- **Goal of the exercise**: Write out the data exactly, keeping every line.
----
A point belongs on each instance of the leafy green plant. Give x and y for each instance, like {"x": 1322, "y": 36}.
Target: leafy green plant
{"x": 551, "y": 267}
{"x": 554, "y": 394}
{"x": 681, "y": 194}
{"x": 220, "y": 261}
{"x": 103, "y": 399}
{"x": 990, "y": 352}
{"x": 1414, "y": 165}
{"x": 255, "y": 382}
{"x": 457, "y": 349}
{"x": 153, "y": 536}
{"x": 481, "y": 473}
----
- **Output for this task**:
A point belongs on each instance of the leafy green plant. Give x and y for each instance, like {"x": 1322, "y": 36}.
Target: leafy green plant
{"x": 551, "y": 267}
{"x": 554, "y": 394}
{"x": 681, "y": 194}
{"x": 220, "y": 261}
{"x": 103, "y": 399}
{"x": 990, "y": 352}
{"x": 1414, "y": 165}
{"x": 255, "y": 382}
{"x": 457, "y": 349}
{"x": 153, "y": 536}
{"x": 481, "y": 473}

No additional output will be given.